▶ Directions for this task
Look for the word "door" in the data below, and copy every line that holds it.

━━━ Extracted data

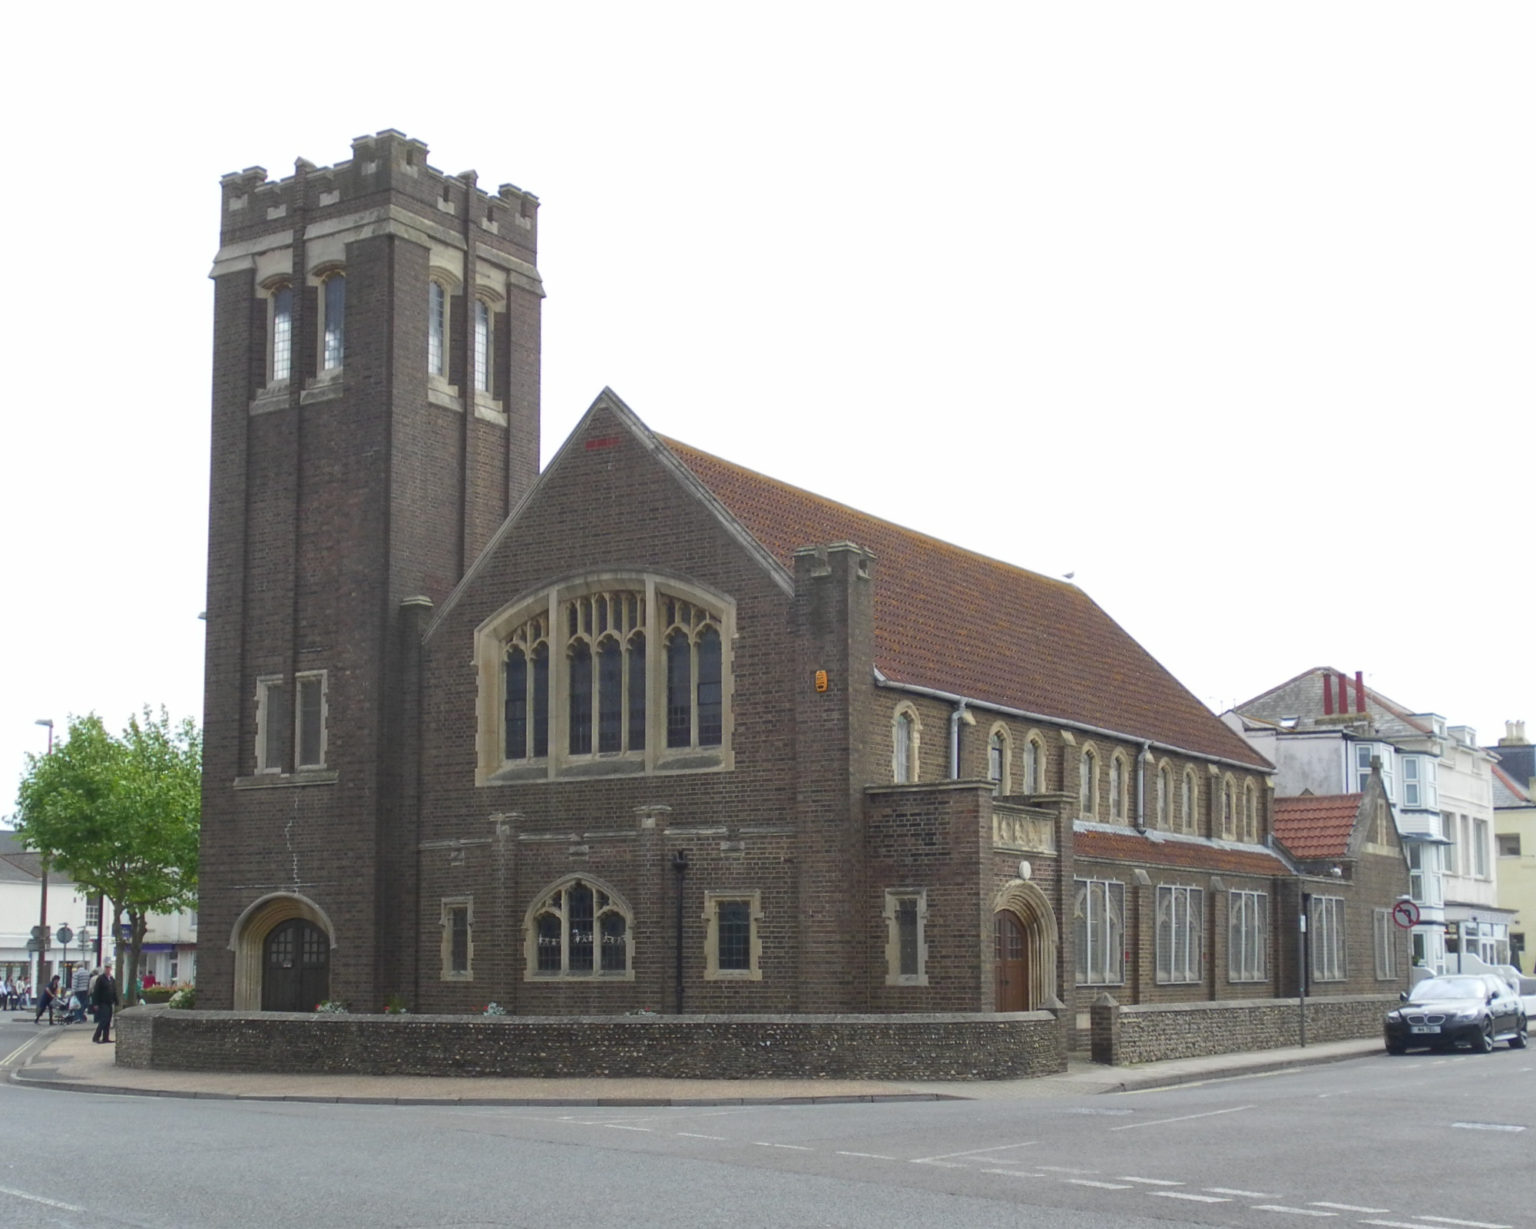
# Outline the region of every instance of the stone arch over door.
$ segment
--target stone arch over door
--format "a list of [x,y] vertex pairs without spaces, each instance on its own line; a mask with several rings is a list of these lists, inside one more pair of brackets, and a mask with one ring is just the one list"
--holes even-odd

━━━━━━

▶ Answer to this problem
# Outline the region of every instance of the stone arch over door.
--target stone arch over door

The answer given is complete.